→ Short task
Convert the rows from the line containing "Target: flush mount ceiling light" through the last line into a JSON list of strings, one string per line with blank lines dropped. Include nothing outside that span.

→ Material for this task
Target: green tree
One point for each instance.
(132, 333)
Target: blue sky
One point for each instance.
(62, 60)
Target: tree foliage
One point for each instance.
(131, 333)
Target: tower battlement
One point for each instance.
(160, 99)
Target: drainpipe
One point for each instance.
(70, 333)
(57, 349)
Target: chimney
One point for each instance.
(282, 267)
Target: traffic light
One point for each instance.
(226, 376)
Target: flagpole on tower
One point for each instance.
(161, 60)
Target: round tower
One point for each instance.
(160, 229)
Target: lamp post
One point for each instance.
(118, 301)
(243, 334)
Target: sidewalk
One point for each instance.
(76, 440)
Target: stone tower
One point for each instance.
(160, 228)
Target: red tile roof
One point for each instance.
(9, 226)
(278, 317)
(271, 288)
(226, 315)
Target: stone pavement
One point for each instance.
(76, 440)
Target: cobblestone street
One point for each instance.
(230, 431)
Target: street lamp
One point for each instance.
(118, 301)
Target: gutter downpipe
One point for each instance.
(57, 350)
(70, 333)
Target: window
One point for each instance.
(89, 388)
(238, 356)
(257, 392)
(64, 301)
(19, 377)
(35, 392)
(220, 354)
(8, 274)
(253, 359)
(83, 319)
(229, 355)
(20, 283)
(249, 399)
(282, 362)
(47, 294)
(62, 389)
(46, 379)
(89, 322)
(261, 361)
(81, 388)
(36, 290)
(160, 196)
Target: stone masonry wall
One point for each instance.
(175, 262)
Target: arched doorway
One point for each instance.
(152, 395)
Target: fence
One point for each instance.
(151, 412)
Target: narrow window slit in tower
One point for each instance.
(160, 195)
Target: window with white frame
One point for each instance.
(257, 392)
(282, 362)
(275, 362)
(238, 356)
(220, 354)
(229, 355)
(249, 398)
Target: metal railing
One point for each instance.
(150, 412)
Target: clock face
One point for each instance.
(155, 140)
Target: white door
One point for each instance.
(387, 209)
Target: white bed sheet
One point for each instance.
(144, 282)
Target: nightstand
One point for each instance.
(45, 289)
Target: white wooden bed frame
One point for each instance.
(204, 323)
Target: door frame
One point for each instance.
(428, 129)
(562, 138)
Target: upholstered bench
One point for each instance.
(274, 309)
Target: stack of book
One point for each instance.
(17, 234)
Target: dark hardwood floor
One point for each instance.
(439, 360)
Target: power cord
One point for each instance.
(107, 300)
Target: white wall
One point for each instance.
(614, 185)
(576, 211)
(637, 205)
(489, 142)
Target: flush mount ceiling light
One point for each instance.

→ Solution for this exercise
[
  "Target: flush mount ceiling light",
  "One point for each instance."
]